Arrange the records below, from the line containing "is the clear" through the line containing "top-left (155, 144), bottom-right (450, 170)", inclusive, as a two-column CSV with the columns input and output. Give one row per entry, with the entry's text under input and its answer under output, each in a single quoted field and with any line breaks replaced by spaces.

### Dataset extracts labeled with boxes:
------------------------------------------------------------

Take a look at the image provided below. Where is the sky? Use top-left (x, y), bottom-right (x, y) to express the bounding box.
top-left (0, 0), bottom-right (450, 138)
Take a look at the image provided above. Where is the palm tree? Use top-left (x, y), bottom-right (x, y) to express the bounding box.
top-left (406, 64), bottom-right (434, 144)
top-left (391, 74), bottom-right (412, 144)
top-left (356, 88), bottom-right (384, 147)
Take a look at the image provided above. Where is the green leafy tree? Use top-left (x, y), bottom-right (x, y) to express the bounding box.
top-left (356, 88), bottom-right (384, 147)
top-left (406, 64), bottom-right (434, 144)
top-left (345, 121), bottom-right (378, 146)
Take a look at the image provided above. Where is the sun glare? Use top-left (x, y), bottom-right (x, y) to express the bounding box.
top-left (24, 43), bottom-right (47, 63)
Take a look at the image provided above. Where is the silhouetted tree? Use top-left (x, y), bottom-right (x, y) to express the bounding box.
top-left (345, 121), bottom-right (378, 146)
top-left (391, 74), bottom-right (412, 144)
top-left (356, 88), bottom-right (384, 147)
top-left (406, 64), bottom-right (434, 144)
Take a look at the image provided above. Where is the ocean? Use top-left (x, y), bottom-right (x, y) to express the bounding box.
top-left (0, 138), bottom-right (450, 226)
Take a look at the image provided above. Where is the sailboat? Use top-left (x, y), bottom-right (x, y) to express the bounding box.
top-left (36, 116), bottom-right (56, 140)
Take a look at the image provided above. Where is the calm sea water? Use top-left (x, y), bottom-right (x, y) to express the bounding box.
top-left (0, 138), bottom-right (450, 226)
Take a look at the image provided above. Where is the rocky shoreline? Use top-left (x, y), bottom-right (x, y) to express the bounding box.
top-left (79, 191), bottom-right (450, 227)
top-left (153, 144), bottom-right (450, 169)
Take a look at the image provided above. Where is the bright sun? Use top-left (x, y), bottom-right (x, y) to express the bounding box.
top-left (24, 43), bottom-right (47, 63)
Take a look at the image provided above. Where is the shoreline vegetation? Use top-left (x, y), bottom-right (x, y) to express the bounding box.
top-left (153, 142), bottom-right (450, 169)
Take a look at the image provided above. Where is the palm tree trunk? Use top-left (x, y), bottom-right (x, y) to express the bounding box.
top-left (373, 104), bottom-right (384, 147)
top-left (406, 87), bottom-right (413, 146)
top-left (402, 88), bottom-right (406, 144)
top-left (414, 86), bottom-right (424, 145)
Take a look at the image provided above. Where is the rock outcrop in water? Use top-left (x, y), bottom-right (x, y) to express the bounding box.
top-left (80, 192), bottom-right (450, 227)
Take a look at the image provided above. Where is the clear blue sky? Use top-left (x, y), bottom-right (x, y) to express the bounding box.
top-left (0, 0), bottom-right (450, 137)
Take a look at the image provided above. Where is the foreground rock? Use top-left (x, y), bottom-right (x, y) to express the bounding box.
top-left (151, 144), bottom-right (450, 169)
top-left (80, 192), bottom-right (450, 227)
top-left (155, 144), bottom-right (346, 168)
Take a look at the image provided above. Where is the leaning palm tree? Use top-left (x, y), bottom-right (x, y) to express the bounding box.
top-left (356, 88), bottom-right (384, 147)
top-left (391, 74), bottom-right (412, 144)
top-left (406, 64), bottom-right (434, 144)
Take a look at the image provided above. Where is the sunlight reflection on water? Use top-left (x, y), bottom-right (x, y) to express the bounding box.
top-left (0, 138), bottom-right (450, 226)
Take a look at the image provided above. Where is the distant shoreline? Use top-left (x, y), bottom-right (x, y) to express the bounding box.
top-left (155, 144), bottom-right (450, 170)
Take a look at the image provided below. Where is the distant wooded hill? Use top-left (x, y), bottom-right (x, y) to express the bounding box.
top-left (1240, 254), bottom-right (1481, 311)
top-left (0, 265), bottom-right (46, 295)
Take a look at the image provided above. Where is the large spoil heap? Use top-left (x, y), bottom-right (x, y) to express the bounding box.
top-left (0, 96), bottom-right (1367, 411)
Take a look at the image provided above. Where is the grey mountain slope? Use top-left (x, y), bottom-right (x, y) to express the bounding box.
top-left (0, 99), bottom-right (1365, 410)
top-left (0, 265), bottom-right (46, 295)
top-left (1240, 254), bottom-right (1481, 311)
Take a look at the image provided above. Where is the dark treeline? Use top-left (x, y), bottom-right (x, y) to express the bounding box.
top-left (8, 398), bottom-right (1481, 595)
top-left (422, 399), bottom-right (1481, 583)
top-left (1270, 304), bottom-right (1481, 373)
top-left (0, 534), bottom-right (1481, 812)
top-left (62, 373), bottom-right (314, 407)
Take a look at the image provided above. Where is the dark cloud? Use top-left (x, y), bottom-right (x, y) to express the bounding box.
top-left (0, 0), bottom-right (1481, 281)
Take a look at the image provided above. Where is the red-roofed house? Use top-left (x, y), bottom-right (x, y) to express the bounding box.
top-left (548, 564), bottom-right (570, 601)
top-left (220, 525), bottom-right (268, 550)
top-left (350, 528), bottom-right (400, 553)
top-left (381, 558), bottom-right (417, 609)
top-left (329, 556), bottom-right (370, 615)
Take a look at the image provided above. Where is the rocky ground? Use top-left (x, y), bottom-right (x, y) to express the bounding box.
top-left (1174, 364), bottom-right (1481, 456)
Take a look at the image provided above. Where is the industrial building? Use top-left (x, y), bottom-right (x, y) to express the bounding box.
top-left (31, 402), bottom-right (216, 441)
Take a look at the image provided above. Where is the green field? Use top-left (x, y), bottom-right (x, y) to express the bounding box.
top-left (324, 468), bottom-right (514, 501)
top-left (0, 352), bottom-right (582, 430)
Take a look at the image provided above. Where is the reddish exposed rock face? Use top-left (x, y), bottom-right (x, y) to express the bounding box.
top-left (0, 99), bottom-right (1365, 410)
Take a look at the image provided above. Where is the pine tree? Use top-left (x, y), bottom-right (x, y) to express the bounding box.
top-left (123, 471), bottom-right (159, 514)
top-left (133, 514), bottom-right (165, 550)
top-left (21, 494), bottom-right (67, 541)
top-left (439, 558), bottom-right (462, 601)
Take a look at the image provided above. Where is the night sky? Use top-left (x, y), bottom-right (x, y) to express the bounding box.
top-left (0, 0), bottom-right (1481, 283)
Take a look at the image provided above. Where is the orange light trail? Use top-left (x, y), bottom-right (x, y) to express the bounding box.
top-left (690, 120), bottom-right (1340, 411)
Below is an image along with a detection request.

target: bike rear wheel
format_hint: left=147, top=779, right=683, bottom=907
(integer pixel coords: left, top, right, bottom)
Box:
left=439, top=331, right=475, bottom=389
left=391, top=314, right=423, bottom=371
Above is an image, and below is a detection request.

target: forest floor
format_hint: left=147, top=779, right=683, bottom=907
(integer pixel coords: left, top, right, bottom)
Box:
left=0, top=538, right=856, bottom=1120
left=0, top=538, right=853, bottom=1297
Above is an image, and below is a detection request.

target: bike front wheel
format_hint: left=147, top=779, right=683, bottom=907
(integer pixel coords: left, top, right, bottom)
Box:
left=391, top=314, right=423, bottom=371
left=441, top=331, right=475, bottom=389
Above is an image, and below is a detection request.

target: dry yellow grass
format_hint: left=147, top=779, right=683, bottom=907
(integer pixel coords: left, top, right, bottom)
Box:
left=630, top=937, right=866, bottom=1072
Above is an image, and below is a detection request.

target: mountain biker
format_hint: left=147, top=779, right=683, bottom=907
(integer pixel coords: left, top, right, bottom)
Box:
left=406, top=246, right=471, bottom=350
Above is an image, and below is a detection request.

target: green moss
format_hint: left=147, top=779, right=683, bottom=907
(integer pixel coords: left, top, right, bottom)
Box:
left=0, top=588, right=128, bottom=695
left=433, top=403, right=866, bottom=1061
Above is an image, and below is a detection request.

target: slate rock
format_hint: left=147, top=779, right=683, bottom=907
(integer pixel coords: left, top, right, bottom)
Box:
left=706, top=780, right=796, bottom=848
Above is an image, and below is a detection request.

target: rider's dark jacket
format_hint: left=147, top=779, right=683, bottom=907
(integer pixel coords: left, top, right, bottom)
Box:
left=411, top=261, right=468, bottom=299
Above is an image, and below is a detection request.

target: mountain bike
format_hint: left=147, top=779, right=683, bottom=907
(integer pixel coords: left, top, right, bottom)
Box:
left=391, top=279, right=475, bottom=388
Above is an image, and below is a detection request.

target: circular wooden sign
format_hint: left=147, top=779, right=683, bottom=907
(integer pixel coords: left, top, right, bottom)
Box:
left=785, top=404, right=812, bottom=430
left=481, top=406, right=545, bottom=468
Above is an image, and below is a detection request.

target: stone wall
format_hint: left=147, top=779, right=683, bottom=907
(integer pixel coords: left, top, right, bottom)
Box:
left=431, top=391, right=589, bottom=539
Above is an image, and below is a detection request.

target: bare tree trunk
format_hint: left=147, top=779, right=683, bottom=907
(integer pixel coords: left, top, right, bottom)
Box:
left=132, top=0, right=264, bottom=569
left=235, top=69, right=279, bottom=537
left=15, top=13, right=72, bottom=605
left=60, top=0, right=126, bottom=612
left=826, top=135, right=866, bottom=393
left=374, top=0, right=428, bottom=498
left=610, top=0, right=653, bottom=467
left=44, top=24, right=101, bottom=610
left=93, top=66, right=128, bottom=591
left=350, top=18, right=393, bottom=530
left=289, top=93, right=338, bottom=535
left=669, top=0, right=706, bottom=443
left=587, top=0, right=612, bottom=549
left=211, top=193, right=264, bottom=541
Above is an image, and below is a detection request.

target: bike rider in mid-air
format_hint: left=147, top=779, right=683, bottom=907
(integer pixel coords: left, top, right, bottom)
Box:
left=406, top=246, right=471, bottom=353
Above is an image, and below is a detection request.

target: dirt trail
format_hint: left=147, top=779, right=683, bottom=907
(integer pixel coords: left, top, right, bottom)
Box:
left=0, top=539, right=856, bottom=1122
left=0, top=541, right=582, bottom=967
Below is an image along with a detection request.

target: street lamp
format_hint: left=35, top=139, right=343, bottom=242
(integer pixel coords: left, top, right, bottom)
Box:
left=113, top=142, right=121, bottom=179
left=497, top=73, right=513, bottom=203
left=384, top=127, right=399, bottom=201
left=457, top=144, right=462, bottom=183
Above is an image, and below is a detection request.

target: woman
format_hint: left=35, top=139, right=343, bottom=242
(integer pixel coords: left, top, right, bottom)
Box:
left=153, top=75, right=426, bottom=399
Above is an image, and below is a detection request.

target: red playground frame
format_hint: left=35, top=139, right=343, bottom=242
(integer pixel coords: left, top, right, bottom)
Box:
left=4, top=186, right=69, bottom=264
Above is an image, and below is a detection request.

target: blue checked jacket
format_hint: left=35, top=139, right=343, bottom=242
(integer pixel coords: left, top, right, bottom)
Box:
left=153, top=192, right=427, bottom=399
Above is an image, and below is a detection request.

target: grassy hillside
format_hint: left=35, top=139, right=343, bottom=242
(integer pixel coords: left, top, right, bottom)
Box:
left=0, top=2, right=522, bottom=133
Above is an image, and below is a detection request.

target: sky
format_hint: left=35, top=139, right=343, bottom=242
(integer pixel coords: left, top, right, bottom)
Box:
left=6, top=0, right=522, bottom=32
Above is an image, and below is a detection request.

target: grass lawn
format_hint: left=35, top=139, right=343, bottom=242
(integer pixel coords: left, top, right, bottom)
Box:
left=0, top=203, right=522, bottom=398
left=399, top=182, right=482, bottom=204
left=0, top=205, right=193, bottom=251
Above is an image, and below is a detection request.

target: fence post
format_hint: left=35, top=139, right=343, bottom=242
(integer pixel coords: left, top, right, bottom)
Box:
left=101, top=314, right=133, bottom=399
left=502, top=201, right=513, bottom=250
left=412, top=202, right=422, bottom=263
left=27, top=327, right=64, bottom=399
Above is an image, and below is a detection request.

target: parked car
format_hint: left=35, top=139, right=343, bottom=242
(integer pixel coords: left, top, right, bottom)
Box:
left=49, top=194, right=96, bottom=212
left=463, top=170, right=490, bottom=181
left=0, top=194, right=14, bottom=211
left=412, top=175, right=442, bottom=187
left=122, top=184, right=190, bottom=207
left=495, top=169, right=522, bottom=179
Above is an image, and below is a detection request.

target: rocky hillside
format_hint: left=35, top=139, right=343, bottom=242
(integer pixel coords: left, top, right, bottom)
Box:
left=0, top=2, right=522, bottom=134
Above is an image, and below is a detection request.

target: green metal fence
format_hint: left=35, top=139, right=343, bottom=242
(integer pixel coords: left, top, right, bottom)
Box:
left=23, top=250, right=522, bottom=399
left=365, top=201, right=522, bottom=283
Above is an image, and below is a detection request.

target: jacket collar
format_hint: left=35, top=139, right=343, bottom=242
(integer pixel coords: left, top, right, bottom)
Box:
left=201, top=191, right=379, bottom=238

------------------------------------------------------------

### TASK SOLUTION:
input,output
"Take a look at the image provided above. Where is the clear blue sky? Use top-left (x, y), bottom-right (x, y) to express the bounding box.","top-left (0, 0), bottom-right (450, 137)"
"Take a look at the image provided above. Where is the foreground rock? Use top-left (x, y), bottom-right (x, y) to express the bounding box.","top-left (151, 144), bottom-right (450, 169) top-left (80, 192), bottom-right (450, 227) top-left (155, 144), bottom-right (346, 168)"
"Take a look at the image provided above. Where is the leaning palm tree? Use top-left (x, y), bottom-right (x, y) to express the bounding box.","top-left (356, 88), bottom-right (384, 147) top-left (391, 74), bottom-right (412, 144) top-left (406, 64), bottom-right (434, 144)"
"Take a look at the image provided above. Where is the sunlight reflection on water? Use top-left (x, y), bottom-right (x, y) to express the bounding box.","top-left (0, 138), bottom-right (450, 226)"
"Take a look at the image provided above. Where is the distant shoreline? Use top-left (x, y), bottom-right (x, y) to express the bounding box.","top-left (155, 144), bottom-right (450, 170)"